## WHAT IS ASKED
Copy out the part of the records that opens with the line containing "Sample: x=48, y=194." and closes with the line containing "x=157, y=184", keeping both of those lines.

## RECORD EXTRACTS
- - -

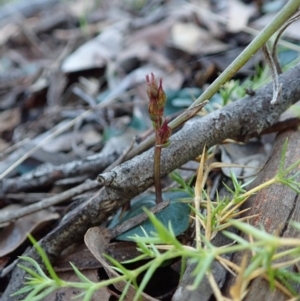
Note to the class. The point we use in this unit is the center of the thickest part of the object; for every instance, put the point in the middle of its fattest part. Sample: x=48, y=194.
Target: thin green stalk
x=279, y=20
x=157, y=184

- - -

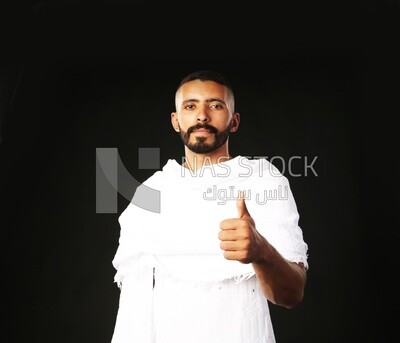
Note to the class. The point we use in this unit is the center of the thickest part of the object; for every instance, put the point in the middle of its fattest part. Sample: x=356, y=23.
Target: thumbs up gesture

- - -

## RESULT
Note to the class. The point we use in this unit is the center of the thickest part of the object; for every instance, put the point in the middle of its fattest part. Sample: x=48, y=194.
Target: thin green stalk
x=279, y=20
x=157, y=184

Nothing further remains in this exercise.